How many lines in the records below contain the string "railing"? Reply with the number alone.

-- Start AVAILABLE DATA --

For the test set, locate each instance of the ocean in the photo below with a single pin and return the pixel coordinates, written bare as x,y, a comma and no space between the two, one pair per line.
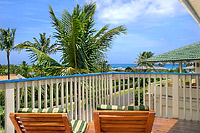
168,65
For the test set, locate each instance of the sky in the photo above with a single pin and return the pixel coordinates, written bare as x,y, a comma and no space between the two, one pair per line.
152,25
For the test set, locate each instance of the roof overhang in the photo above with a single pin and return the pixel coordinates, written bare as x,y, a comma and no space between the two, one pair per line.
193,7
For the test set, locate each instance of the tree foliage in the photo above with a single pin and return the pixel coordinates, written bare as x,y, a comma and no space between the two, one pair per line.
43,45
82,45
142,57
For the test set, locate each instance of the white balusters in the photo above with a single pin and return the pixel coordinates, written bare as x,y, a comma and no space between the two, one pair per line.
138,89
123,90
71,98
102,89
57,100
166,95
160,96
128,89
51,94
45,94
99,78
197,87
79,98
93,100
115,99
184,98
134,90
190,94
155,92
17,96
105,96
83,97
90,97
149,91
75,97
67,92
111,89
119,91
87,115
62,93
33,94
25,95
144,89
96,91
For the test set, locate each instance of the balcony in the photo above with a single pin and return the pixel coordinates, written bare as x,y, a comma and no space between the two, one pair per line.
174,97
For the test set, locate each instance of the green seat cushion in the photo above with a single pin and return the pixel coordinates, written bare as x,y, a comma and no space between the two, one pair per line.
45,110
122,108
78,126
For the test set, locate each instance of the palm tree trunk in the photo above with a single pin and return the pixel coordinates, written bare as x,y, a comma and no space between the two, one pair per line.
8,58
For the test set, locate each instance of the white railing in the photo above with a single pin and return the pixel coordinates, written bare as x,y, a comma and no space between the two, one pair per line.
170,95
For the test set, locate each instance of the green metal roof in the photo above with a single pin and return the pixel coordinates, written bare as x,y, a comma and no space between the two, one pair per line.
187,53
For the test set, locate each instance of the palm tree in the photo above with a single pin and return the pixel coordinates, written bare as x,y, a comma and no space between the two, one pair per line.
142,57
82,45
43,45
7,43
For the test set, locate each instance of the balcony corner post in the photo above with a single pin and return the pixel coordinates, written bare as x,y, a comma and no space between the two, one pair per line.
9,106
175,96
111,89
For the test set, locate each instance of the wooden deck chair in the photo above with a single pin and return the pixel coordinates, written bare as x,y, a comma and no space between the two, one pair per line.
123,121
46,122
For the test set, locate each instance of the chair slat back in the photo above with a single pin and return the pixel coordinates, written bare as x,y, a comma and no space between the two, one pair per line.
41,122
123,121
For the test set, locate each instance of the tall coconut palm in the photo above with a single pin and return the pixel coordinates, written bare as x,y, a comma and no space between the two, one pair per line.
142,57
7,43
82,45
43,45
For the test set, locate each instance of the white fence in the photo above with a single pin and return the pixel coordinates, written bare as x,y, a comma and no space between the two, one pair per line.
170,95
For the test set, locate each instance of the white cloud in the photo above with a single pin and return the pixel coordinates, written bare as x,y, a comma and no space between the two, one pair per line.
7,2
123,11
38,20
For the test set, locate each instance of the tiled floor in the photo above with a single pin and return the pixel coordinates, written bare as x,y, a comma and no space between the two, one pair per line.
163,125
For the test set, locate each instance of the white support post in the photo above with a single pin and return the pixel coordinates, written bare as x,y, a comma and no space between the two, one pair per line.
111,90
9,106
175,97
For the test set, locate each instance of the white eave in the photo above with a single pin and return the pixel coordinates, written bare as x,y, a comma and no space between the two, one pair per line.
193,7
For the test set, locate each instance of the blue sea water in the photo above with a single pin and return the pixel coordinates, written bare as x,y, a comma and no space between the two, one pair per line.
168,65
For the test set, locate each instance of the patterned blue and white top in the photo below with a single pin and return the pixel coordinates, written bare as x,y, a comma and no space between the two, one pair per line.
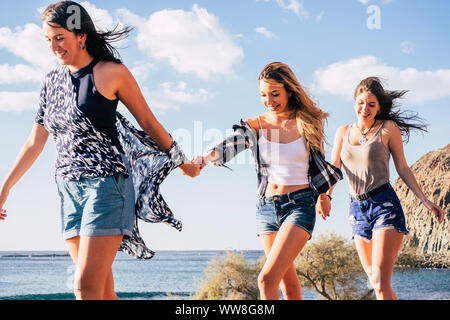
84,149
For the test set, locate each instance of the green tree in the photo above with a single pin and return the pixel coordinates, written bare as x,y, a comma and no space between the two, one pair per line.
330,265
229,278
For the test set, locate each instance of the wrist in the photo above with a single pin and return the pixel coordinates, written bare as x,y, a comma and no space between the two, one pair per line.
4,189
324,196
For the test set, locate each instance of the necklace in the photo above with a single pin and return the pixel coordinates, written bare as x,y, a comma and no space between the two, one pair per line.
363,139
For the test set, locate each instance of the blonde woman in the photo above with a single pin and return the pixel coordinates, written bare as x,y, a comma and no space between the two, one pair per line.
280,140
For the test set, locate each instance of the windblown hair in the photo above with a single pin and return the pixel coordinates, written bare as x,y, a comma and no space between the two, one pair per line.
389,106
310,118
97,44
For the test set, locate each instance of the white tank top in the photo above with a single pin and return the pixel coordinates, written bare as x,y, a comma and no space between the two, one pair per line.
287,163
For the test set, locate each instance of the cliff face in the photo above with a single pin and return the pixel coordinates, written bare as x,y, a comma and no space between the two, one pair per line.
427,236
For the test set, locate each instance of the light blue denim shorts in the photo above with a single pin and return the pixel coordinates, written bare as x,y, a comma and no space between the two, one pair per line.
97,206
380,211
296,207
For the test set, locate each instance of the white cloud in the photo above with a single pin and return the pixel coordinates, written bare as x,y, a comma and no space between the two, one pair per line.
320,16
189,41
18,101
294,6
142,70
20,73
265,32
28,43
408,47
170,95
342,77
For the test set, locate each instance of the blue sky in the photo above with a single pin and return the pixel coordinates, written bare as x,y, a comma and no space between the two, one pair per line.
197,64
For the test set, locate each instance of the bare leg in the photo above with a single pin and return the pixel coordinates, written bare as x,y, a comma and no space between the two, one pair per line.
94,257
290,284
286,245
386,244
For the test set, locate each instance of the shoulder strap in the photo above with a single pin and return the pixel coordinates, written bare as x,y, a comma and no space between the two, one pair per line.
259,120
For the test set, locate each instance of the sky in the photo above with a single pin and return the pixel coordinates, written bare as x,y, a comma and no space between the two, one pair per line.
197,64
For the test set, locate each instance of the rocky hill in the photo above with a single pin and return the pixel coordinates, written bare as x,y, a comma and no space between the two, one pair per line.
427,237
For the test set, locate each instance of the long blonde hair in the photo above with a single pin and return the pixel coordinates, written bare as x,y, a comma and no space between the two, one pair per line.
310,118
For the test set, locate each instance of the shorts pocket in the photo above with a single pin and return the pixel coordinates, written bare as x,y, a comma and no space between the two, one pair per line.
119,181
383,197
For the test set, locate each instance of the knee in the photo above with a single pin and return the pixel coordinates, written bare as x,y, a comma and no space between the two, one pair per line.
266,281
85,289
380,284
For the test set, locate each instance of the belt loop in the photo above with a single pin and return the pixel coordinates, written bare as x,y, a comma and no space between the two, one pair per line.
289,197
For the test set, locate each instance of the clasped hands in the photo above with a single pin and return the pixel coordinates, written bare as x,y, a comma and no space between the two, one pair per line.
193,167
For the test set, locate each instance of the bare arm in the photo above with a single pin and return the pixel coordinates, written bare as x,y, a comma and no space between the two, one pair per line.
28,154
395,145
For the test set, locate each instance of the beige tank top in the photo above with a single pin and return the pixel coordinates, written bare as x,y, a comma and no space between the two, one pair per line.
367,165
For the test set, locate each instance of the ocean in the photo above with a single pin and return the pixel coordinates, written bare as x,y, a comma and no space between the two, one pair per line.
44,275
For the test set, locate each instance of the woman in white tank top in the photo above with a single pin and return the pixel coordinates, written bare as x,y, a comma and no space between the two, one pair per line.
378,221
279,140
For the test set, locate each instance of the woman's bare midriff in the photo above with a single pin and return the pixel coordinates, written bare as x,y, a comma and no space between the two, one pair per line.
274,189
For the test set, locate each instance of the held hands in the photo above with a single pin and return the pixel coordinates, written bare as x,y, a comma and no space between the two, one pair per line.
194,167
323,206
190,169
3,196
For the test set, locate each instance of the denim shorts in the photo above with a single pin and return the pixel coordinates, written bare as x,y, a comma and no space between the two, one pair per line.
296,207
380,211
97,206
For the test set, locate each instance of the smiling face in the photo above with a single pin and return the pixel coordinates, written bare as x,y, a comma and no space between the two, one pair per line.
366,106
273,95
64,44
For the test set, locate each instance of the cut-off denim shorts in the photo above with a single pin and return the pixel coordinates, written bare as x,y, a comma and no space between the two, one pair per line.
380,211
296,207
97,206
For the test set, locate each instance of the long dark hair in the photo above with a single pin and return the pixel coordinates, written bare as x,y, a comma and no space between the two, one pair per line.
389,106
97,44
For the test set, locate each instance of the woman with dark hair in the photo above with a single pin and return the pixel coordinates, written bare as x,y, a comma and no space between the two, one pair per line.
95,164
280,140
364,149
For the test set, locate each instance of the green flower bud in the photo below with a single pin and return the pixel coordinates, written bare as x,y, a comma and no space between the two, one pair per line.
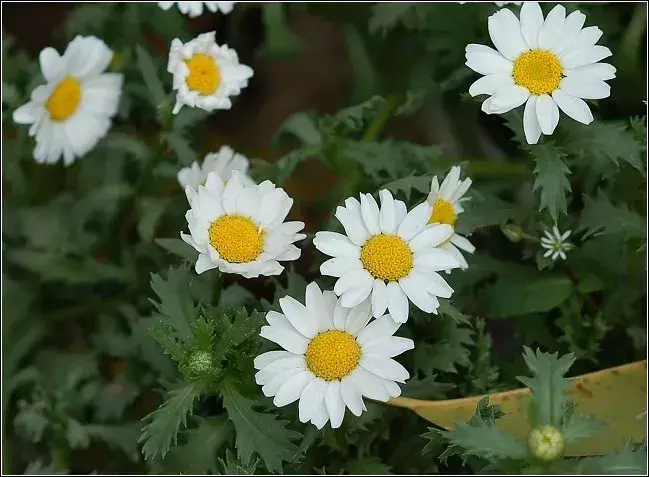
546,443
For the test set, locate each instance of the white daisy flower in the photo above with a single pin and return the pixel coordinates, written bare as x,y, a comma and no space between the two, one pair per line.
555,243
195,9
446,202
74,109
205,74
223,162
241,229
389,254
333,357
547,64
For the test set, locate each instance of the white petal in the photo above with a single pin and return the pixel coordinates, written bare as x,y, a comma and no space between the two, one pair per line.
351,396
358,317
574,58
335,404
574,107
551,30
547,114
292,389
370,212
385,368
505,33
489,84
297,314
531,22
531,125
288,339
415,221
335,245
311,399
397,303
594,89
379,298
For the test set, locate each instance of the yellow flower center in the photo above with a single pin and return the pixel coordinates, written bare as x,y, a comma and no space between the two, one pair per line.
204,75
65,99
236,238
333,355
443,213
387,257
539,71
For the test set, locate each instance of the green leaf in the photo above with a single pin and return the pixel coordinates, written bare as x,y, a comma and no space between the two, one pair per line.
547,385
162,424
150,76
601,217
551,178
260,433
514,295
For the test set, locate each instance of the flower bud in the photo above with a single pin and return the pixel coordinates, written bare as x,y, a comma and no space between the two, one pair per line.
546,443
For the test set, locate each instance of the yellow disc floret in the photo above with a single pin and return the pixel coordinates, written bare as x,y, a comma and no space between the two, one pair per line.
332,355
236,238
443,213
204,76
387,257
539,71
65,99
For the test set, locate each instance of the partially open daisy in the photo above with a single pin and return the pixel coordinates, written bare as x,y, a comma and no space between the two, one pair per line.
195,9
333,357
74,109
446,202
389,254
223,162
547,64
241,229
205,74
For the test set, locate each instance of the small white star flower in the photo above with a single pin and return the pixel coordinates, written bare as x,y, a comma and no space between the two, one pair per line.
195,9
556,243
333,357
223,162
206,75
446,202
74,109
389,253
547,64
241,229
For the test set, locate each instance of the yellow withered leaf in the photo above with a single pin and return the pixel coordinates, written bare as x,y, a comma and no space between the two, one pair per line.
616,396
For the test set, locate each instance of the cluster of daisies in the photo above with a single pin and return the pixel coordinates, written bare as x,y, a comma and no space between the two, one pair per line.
338,347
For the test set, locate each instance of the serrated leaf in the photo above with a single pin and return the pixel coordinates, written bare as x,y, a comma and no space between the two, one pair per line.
150,75
162,425
547,385
551,179
260,433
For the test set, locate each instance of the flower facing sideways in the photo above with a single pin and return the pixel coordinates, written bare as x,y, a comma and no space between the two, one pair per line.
195,9
223,162
74,109
446,202
332,357
241,229
206,75
387,253
547,64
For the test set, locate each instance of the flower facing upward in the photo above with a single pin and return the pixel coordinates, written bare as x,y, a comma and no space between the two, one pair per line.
389,254
333,357
241,229
206,75
547,64
446,202
195,9
555,243
223,162
74,109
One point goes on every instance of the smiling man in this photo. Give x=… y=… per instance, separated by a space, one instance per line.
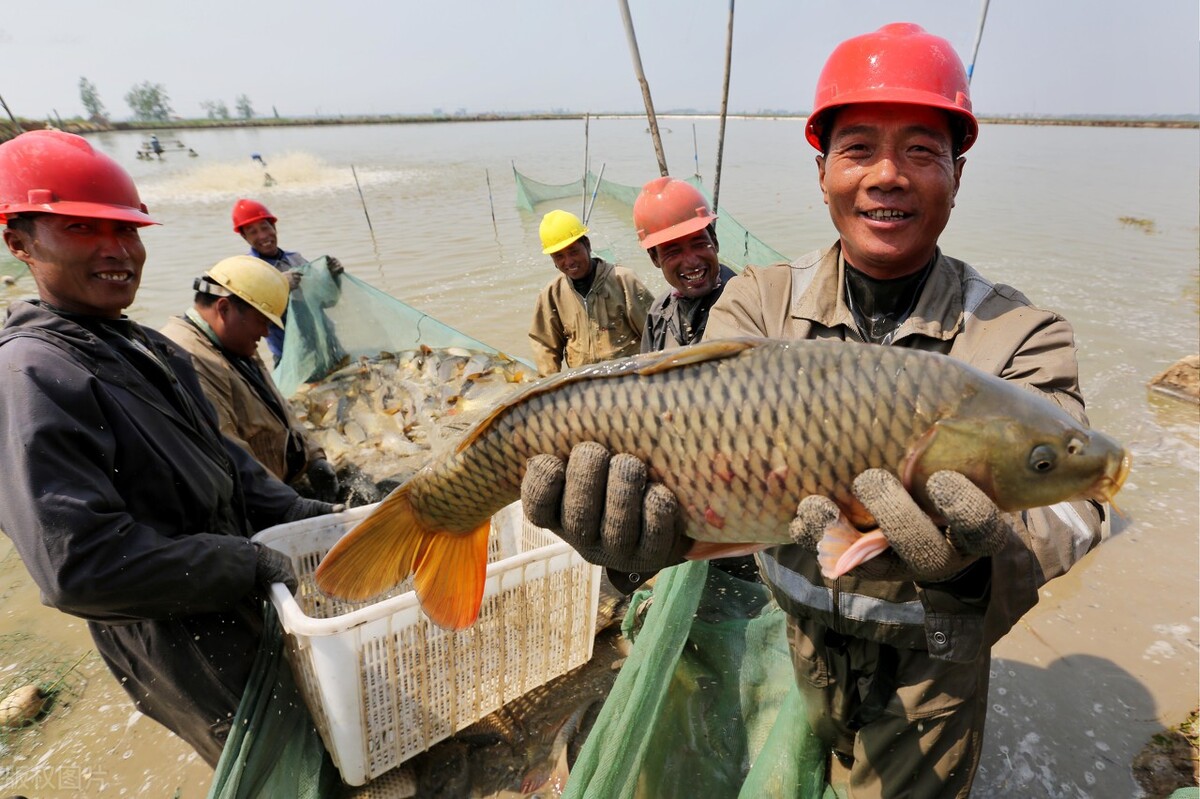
x=678 y=230
x=593 y=311
x=126 y=504
x=892 y=658
x=257 y=226
x=235 y=302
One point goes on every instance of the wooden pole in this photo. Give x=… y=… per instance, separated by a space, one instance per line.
x=646 y=86
x=725 y=104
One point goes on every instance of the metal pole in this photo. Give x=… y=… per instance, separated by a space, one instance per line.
x=725 y=103
x=587 y=215
x=375 y=244
x=975 y=50
x=646 y=86
x=695 y=149
x=583 y=208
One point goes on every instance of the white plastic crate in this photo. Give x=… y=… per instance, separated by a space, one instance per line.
x=383 y=683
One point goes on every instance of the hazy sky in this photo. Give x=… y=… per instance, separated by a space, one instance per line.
x=309 y=56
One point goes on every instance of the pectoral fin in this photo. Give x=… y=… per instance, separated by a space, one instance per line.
x=843 y=548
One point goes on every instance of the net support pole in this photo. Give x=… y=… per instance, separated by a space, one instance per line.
x=725 y=106
x=646 y=86
x=975 y=50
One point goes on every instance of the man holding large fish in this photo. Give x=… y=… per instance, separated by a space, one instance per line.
x=918 y=486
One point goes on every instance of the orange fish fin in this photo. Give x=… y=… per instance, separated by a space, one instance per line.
x=709 y=550
x=843 y=548
x=708 y=350
x=376 y=554
x=450 y=575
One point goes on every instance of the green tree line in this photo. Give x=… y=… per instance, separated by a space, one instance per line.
x=151 y=103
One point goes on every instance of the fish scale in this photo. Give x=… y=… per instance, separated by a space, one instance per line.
x=739 y=431
x=833 y=410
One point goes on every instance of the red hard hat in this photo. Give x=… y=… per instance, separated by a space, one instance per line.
x=250 y=211
x=53 y=172
x=897 y=64
x=670 y=209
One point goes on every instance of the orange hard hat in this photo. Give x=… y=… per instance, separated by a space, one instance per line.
x=250 y=211
x=897 y=64
x=53 y=172
x=670 y=209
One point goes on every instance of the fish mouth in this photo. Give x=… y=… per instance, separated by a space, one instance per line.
x=886 y=215
x=115 y=276
x=1109 y=484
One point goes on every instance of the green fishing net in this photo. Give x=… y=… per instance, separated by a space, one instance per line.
x=706 y=698
x=333 y=319
x=273 y=749
x=739 y=247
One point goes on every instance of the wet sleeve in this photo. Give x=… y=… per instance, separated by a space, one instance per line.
x=83 y=547
x=547 y=338
x=738 y=311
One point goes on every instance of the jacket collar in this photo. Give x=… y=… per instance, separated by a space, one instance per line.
x=939 y=312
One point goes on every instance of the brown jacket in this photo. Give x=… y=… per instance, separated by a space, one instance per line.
x=244 y=416
x=571 y=330
x=961 y=314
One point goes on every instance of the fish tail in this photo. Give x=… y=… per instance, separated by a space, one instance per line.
x=376 y=554
x=451 y=571
x=843 y=548
x=391 y=544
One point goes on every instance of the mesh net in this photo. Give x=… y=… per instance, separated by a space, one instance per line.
x=706 y=698
x=739 y=247
x=333 y=319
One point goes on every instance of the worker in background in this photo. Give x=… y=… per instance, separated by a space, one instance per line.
x=256 y=224
x=678 y=232
x=235 y=301
x=126 y=504
x=893 y=658
x=592 y=312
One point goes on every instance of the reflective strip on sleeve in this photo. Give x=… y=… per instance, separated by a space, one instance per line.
x=1083 y=538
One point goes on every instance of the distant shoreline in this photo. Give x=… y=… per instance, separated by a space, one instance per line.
x=83 y=126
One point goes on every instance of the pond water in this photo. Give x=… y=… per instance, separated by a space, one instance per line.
x=1099 y=224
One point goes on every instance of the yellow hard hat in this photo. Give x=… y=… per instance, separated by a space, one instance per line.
x=255 y=281
x=559 y=229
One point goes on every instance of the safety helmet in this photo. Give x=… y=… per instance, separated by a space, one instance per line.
x=255 y=281
x=897 y=64
x=53 y=172
x=559 y=229
x=670 y=209
x=250 y=211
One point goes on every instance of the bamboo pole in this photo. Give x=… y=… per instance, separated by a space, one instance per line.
x=725 y=104
x=583 y=209
x=15 y=122
x=975 y=50
x=646 y=86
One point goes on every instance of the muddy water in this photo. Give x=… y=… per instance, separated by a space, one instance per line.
x=1097 y=223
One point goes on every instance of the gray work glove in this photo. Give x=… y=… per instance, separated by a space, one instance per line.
x=604 y=508
x=309 y=508
x=323 y=479
x=274 y=566
x=975 y=527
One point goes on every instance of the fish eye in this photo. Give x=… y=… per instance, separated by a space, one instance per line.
x=1043 y=457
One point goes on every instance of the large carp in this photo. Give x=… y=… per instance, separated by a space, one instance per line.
x=741 y=431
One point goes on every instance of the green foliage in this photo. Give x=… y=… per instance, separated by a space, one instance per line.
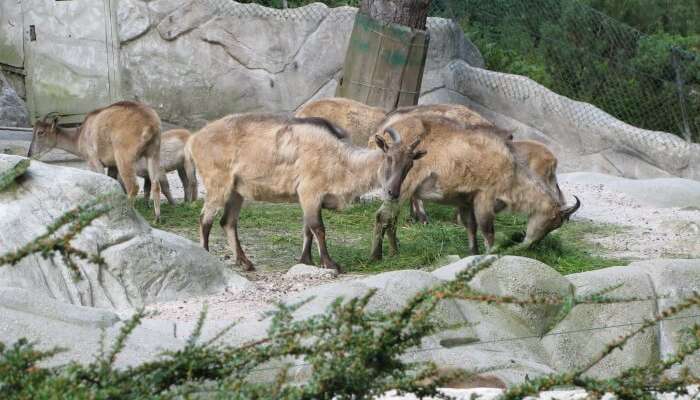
x=352 y=353
x=580 y=52
x=271 y=233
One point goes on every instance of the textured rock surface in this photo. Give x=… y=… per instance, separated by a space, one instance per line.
x=583 y=137
x=78 y=329
x=202 y=60
x=132 y=19
x=303 y=270
x=13 y=110
x=576 y=349
x=143 y=265
x=660 y=192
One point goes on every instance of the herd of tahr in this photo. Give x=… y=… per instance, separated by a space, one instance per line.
x=325 y=156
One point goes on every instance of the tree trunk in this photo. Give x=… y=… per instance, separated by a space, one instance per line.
x=411 y=13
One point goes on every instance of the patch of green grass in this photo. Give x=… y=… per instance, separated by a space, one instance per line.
x=271 y=236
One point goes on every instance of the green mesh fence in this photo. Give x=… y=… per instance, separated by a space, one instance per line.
x=649 y=81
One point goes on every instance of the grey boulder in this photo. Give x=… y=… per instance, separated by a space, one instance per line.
x=142 y=264
x=13 y=110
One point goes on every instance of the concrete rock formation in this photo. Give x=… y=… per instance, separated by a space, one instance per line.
x=142 y=264
x=13 y=110
x=583 y=137
x=197 y=61
x=200 y=60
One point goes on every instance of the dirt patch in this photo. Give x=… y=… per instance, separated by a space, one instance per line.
x=649 y=232
x=268 y=289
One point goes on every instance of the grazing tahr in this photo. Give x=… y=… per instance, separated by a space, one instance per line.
x=302 y=160
x=476 y=172
x=359 y=120
x=114 y=136
x=362 y=122
x=172 y=158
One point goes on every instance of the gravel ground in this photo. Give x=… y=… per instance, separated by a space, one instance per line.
x=648 y=232
x=645 y=232
x=268 y=289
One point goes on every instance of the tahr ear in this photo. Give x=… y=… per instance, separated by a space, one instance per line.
x=381 y=143
x=419 y=154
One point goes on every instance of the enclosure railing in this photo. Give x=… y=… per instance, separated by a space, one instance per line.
x=651 y=81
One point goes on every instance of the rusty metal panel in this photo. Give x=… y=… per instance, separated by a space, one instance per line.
x=69 y=58
x=11 y=35
x=384 y=64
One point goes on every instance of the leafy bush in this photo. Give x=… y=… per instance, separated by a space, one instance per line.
x=352 y=353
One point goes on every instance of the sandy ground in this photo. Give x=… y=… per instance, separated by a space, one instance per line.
x=267 y=289
x=644 y=232
x=647 y=232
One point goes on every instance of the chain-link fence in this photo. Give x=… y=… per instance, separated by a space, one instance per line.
x=648 y=81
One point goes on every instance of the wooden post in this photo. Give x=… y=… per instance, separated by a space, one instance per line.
x=386 y=54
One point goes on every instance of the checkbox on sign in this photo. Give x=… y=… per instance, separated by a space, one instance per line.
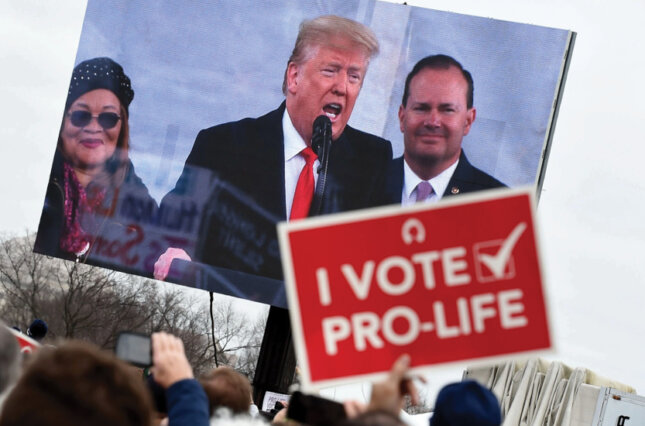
x=494 y=259
x=487 y=272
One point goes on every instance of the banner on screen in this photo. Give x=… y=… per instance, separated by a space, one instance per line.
x=169 y=179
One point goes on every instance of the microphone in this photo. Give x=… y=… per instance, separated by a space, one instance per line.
x=321 y=145
x=321 y=135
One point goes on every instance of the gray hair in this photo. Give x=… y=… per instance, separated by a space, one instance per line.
x=321 y=30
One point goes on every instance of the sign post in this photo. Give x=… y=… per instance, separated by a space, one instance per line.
x=451 y=282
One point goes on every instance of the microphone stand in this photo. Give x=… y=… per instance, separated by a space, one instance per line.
x=321 y=145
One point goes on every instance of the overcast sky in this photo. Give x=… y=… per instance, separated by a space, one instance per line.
x=593 y=199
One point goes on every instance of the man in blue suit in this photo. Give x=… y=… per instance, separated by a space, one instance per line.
x=435 y=114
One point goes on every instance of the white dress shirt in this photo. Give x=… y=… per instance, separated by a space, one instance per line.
x=411 y=180
x=293 y=162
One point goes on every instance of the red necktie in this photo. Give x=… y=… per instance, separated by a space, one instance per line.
x=424 y=189
x=305 y=187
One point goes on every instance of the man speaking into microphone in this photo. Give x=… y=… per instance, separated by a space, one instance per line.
x=269 y=160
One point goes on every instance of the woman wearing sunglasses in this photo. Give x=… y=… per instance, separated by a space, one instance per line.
x=91 y=173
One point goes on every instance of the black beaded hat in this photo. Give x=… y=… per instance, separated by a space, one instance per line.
x=99 y=73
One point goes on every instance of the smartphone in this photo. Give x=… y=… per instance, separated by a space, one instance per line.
x=134 y=348
x=314 y=410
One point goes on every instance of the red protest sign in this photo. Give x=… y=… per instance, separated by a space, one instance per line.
x=455 y=281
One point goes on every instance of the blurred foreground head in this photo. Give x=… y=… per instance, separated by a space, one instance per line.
x=466 y=403
x=10 y=358
x=225 y=387
x=77 y=384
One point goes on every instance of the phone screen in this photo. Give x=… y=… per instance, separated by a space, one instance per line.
x=134 y=348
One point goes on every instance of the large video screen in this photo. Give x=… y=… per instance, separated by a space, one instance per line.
x=144 y=162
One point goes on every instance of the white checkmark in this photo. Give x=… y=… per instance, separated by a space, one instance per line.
x=497 y=262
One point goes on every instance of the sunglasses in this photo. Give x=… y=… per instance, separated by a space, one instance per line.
x=107 y=120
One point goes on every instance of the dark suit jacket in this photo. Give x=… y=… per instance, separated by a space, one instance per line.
x=466 y=178
x=247 y=159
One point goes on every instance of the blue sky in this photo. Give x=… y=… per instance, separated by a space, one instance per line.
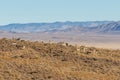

-- End AVAILABLE DATA --

▶ **THE REPLY**: 2